Task brief: Copy each line of the listing below exactly.

Available data:
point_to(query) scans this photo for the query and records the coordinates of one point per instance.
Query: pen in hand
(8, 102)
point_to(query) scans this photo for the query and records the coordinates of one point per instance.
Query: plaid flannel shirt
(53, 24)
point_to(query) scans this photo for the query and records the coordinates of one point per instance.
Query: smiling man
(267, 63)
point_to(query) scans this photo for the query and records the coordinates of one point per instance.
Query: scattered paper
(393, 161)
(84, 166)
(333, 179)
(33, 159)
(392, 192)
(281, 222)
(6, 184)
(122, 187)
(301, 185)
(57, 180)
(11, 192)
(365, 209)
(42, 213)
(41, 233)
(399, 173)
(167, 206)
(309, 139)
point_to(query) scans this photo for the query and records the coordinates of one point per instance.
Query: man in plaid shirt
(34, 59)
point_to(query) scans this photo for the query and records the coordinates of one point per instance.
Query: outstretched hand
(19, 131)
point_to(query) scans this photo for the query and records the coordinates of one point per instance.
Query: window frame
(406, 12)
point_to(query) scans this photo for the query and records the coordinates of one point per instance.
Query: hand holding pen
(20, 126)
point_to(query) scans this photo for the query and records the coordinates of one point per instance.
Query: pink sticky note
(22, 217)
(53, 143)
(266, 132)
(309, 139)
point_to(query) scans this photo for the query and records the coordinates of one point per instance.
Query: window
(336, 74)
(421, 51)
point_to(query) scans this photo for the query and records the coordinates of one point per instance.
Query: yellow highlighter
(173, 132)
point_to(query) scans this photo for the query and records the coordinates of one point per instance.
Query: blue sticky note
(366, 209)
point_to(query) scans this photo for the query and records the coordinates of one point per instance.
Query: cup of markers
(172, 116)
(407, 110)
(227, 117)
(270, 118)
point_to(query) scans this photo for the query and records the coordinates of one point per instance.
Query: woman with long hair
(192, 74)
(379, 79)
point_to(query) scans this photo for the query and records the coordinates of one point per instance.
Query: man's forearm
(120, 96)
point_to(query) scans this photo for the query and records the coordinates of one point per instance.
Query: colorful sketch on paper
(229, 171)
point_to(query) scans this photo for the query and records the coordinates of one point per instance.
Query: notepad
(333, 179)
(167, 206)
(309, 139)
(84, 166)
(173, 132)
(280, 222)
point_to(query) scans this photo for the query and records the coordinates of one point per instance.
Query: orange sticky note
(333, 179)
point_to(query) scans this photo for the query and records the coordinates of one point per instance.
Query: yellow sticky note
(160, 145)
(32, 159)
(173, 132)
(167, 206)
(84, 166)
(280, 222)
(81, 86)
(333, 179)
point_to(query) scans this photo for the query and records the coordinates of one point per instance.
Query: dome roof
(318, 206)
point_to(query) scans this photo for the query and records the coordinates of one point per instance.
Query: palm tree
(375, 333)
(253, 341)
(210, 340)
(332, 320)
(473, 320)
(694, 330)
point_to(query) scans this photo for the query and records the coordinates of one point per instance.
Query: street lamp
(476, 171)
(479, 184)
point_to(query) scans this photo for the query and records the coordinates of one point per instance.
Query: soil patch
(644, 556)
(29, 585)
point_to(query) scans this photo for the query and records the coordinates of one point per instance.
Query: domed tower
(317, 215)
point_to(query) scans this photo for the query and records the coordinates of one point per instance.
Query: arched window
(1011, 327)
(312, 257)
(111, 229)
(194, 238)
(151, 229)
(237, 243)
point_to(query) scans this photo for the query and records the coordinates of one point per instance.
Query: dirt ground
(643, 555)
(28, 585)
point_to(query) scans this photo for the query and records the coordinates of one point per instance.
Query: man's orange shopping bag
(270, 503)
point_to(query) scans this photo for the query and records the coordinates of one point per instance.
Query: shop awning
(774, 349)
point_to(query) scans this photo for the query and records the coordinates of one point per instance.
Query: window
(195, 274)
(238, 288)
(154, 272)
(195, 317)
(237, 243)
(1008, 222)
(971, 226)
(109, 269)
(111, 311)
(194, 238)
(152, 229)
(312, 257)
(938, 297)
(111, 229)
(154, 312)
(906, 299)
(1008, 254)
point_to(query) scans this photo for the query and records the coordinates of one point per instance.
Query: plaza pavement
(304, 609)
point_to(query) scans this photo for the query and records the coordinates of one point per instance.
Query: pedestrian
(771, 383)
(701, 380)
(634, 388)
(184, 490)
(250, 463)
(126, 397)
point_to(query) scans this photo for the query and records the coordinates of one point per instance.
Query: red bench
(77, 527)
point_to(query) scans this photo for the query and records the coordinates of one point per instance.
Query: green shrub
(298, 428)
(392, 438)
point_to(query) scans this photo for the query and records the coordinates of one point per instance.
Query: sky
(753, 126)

The reply:
point_to(query) scans this photo for the query and records the coordinates of one point per instance.
Query: pen in hand
(8, 102)
point_to(query) scans this photo for the query and records the coordinates of one point per instance.
Query: plaid flannel shirt
(53, 24)
point_to(query) scans this photo for the query and records the coordinates of one point per instance.
Query: smiling man
(267, 63)
point_to(query) scans this photo for the query and records the coordinates of one point per instance.
Query: scattered paper
(393, 161)
(84, 166)
(333, 179)
(33, 159)
(392, 192)
(281, 222)
(6, 184)
(122, 187)
(301, 185)
(57, 180)
(11, 192)
(365, 209)
(42, 213)
(41, 233)
(399, 173)
(167, 206)
(309, 139)
point_to(query) scans this photo for the query and records the coordinates of one point per instance.
Query: man in plaid shirt
(34, 59)
point_to(query) scans this photo for the query and records the coordinates of one point per instance.
Query: outstretched hand
(19, 131)
point_to(query) scans this photo for the query and records the coordinates of one point per instance.
Query: window frame
(406, 12)
point_to(query) scans this photo for the query and records the coordinates of one point per instance.
Query: hand holding pen
(20, 126)
point_to(query) scans this photo for the query and records the coordinates of one point per instance.
Query: pink sticky note
(22, 217)
(53, 143)
(266, 132)
(309, 139)
point_to(query) scans this photo for the query and records the coordinates of one point per instance.
Query: window
(336, 74)
(421, 51)
point_to(query) scans this photo for the query and records the coordinates of one point per instance.
Query: yellow highlighter
(173, 132)
point_to(query) scans this photo for the query and records the coordinates of one point per instance.
Query: blue sticky note
(366, 209)
point_to(query) scans this photo for the query and records the coordinates of one point per instance.
Query: cup of markers
(172, 116)
(407, 110)
(227, 117)
(270, 118)
point_to(query) scans this photo for the query and records the coordinates of one point per instance.
Query: woman with long hair
(192, 74)
(379, 79)
point_to(query) scans this photo for the query and records the coordinates of one point per instance.
Query: man's forearm
(120, 96)
point_to(query) scans this photo for the query and records the coordinates of one point per instance.
Query: colorful sketch on paper
(229, 171)
point_to(query) scans this photo for the query and records the coordinates of one point per instance.
Query: notepad
(333, 179)
(167, 206)
(309, 139)
(84, 166)
(173, 132)
(280, 222)
point_to(query) scans this photo for the query and records the coordinates of one point per instance.
Query: orange sticky note
(333, 179)
point_to(query) scans this photo for the query and records the coordinates of one point per instance.
Query: yellow sticky note
(160, 145)
(32, 159)
(173, 132)
(167, 206)
(84, 166)
(280, 222)
(81, 86)
(333, 179)
point_to(query) scans this photo for the query and records the coordinates of one point per instance.
Query: dome roof
(318, 206)
point_to(query) scans this photo for the query and records the coordinates of one point per instance.
Query: palm tree
(375, 333)
(253, 341)
(210, 340)
(332, 320)
(473, 320)
(694, 330)
point_to(query) scans this photo for the query and records the coordinates of one point per instance.
Query: street lamp
(476, 171)
(479, 184)
point_to(query) scans this photo for the query and records the coordinates of one point per instance.
Query: soil patch
(644, 556)
(29, 585)
point_to(query) scans this photo for the query and records the coordinates of one point per instance.
Query: domed tower
(317, 215)
point_to(query) scans this photo for the query and records the coordinates of one point per instance.
Query: arched window
(1011, 327)
(312, 257)
(111, 229)
(194, 238)
(151, 229)
(237, 243)
point_to(query) scans this photo for the query and records the coordinates of one point per instance.
Query: dirt ground
(643, 555)
(28, 585)
point_to(query) scans this photo for the query and records the coordinates of one point per instance.
Query: man's orange shopping bag
(270, 503)
point_to(query) scans this photo for the query and records the coordinates of one point per instance.
Query: shop awning
(774, 349)
point_to(query) scans this photo for the query and records the coordinates of one point per instance.
Query: window
(195, 274)
(238, 288)
(154, 272)
(195, 317)
(237, 243)
(1008, 222)
(971, 226)
(109, 269)
(111, 311)
(194, 238)
(152, 229)
(312, 257)
(938, 297)
(111, 229)
(154, 312)
(906, 299)
(1008, 254)
point_to(query) scans this photo for the query and records the coordinates of one point per instance.
Query: plaza pavement
(304, 609)
point_to(query) scans this photo for the query and records the coordinates of one point per instance.
Query: pedestrian
(771, 383)
(701, 380)
(634, 388)
(184, 490)
(250, 463)
(126, 397)
point_to(query) scans this photo for the query and records the coordinates of one point per instance.
Query: red bench
(77, 527)
point_to(query) scans this photo for the query and records the coordinates of one point per instance.
Query: green shrub
(298, 428)
(392, 438)
point_to(query) scans this photo for the query and records the coordinates of one point per instance.
Query: sky
(753, 126)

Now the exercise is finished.